**What to work on**
1. List the Tier 1 councils named in the housing policy passage.
2. Recast the records as a Markdown table with columns headed Row and Line, starting at the line that contains "Return one point per instance of the elderly" and ending after the line that contains "[(463, 99), (469, 119)]". Leave out blank lines.

**Passage shown**
* * * *
First published in 2020, the NPS-UD requires Tier 1 councils, (Auckland, Tauranga, Hamilton, Wellington and Christchurch), to enable building heights of at least six storeys within metropolitan centre zones and a “walkable catchment” of existing and planned rapid transit stops, the edge of city centre zones, and the edge of metropolitan centre zones.

As Upton puts it, both the NPS-UD and the MDRS are responses to the rapid increase in house prices between 2013 and 2021 and are intended to improve housing affordability by requiring councils to increase the supply of land zoned for denser forms of development, primarily in already built-up areas. If reducing transport emissions and congestion is the goal, he says both the NPS-UD and MDRS are almost certainly preferable to development outwards.

"That said, both policies also pose considerable risks for urban green space. The MDRS in particular, with its focus on promoting medium-density infill development across broad swathes of our cities, has the potential to accelerate the ongoing reduction in private green space ... with little consideration apparently being given to how improved public green space could help to compensate for that," says Upton.
* * * *
**Material for the task**
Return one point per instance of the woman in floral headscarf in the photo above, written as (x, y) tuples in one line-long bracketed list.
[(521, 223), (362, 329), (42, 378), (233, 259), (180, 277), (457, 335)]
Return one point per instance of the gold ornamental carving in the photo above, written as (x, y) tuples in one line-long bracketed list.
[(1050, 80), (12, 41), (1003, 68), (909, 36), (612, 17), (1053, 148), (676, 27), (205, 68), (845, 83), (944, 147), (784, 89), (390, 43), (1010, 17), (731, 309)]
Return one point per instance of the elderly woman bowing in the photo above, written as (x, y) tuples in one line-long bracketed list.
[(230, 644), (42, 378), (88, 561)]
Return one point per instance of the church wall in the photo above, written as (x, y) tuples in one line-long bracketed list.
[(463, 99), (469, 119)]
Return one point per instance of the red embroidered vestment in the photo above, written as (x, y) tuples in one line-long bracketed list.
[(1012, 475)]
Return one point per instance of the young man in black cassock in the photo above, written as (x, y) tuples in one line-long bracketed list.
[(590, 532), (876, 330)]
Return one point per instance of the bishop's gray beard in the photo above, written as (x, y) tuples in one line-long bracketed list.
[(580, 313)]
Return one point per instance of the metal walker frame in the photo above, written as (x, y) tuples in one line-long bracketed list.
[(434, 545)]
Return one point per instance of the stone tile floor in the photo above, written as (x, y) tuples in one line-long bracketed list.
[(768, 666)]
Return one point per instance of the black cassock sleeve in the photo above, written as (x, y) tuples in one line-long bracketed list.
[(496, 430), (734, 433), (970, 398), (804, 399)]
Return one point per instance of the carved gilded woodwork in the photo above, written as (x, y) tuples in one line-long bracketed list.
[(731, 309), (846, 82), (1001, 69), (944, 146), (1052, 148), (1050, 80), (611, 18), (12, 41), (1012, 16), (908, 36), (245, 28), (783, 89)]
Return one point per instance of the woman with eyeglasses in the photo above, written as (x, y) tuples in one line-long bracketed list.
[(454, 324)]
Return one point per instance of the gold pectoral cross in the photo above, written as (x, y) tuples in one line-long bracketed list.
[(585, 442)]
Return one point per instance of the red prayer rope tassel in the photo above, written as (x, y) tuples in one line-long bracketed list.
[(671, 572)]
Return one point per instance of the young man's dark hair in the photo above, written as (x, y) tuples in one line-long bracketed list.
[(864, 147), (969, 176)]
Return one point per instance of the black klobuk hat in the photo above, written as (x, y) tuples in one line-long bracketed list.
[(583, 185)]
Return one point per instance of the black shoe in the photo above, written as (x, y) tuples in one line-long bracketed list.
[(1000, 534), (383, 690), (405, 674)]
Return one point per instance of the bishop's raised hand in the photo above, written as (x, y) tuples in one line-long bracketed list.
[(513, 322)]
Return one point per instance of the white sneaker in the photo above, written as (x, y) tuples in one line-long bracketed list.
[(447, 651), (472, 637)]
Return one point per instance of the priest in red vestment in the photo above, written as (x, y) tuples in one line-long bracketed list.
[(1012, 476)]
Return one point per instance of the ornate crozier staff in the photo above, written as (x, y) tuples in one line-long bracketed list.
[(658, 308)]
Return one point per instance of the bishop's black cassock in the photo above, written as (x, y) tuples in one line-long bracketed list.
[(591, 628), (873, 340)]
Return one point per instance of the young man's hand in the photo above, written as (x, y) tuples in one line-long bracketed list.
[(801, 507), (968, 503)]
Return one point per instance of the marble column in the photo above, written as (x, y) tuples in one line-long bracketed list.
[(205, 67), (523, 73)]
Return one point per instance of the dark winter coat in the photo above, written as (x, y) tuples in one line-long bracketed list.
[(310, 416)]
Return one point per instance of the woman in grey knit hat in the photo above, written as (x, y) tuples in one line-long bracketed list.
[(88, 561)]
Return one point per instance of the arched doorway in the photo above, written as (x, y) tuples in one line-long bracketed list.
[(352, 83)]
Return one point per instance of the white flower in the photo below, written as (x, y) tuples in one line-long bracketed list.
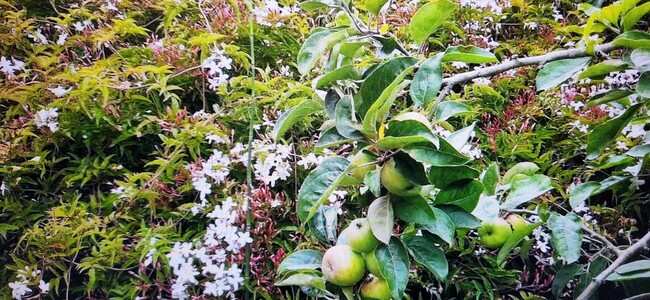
[(47, 117), (59, 91), (19, 289), (44, 286)]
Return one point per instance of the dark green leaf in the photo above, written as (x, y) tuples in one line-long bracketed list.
[(319, 184), (557, 72), (605, 134), (427, 81)]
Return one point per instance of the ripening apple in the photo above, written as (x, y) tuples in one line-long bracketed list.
[(517, 222), (372, 264), (362, 164), (342, 266), (395, 182), (359, 236), (375, 289), (494, 233)]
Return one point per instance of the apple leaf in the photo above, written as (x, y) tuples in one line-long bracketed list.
* * * *
**Worked answers**
1. Auckland, Tauranga, Hamilton, Wellington, Christchurch

2.
| Row | Line |
|---|---|
| 1 | Return one point per instance of the elderly woman bowing in the photo above, written as (x, y) tuples in one line-long bracketed list. |
| 2 | [(230, 644), (42, 378), (88, 561)] |
| 3 | Return one point per instance of the church wall in the photo above, written as (x, y) tuples in one line-long bracketed list. |
| 4 | [(463, 99), (469, 119)] |